• _WHAT TO PRODUCE_: Return each entry exactly, with none missing.
[BEGIN DATA FOR THIS TASK]
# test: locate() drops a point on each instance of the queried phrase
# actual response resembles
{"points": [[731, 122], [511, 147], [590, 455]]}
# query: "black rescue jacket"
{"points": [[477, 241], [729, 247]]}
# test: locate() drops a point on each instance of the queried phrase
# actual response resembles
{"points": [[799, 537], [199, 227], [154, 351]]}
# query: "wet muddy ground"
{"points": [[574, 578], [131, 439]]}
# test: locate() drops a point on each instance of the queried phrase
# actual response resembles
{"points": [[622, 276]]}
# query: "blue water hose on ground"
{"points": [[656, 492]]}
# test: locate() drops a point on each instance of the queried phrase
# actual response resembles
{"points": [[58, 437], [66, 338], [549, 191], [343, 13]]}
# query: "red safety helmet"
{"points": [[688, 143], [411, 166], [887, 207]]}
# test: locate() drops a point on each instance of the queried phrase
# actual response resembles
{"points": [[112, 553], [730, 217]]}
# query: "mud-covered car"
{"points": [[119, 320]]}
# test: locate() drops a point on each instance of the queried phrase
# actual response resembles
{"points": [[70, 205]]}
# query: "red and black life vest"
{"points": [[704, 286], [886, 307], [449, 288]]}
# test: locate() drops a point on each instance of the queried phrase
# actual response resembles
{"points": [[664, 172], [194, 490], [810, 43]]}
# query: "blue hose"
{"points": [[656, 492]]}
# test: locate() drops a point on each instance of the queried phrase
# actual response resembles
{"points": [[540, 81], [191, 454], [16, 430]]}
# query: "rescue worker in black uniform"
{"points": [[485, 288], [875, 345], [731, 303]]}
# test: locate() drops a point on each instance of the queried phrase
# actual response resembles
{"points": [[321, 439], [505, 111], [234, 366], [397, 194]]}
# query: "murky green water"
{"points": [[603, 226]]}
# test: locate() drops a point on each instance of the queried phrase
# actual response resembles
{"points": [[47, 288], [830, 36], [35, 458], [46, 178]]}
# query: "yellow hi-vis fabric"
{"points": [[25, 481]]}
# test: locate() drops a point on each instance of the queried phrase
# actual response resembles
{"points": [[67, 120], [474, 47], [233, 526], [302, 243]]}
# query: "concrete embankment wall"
[END DATA FOR THIS TASK]
• _THE REPLY_:
# test: locate() drops a point on each instance of the queried phrase
# actual response resembles
{"points": [[731, 122], [511, 147], [590, 455]]}
# query: "black rescue jacket"
{"points": [[477, 241], [729, 247]]}
# test: locate() drops a point on each instance of the queried phrase
# actual response resembles
{"points": [[799, 537], [199, 227], [154, 351]]}
# query: "wet muddy ground"
{"points": [[574, 578], [131, 439]]}
# test: locate() drops a point on each instance of the queried phrase
# actual response resembles
{"points": [[622, 276]]}
# query: "blue water hose on ground"
{"points": [[656, 492]]}
# test: locate() drops a point on each instance of the queried phrase
# actual response resembles
{"points": [[58, 437], [66, 338], [549, 191], [343, 13]]}
# query: "red safety helmet"
{"points": [[688, 143], [411, 166], [887, 207]]}
# test: locate() drops a point on each instance of the queried phrase
# actual response resembles
{"points": [[112, 553], [730, 217]]}
# query: "mud-covered car"
{"points": [[119, 320]]}
# test: locate() drops a point on each instance of the queried phrase
# actual response resembles
{"points": [[70, 205]]}
# query: "red and black life vest"
{"points": [[704, 286], [886, 307], [449, 288]]}
# test: locate() drops a point on each instance of the queried phrase
# actual response resembles
{"points": [[664, 172], [194, 490], [810, 43]]}
# query: "blue hose"
{"points": [[656, 492]]}
# test: locate() drops a point on each instance of the queried phrase
# actual response resembles
{"points": [[540, 81], [191, 454], [16, 430]]}
# query: "rescue worker in black uniform"
{"points": [[485, 288], [875, 345], [731, 303]]}
# test: locate() drops a point on each instance of the queried phrase
# actual response resembles
{"points": [[321, 439], [505, 111], [234, 366], [397, 194]]}
# query: "murky green water"
{"points": [[603, 226]]}
# test: locate() drops a point on each instance of the queried phrase
# actual response resembles
{"points": [[47, 288], [830, 36], [35, 458], [46, 178]]}
# query: "yellow hi-vis fabric"
{"points": [[25, 481]]}
# test: locate() drops a point on each instance of the queried phrase
# actual response resembles
{"points": [[67, 120], [474, 47], [233, 526], [302, 243]]}
# query: "concrete embankment wall"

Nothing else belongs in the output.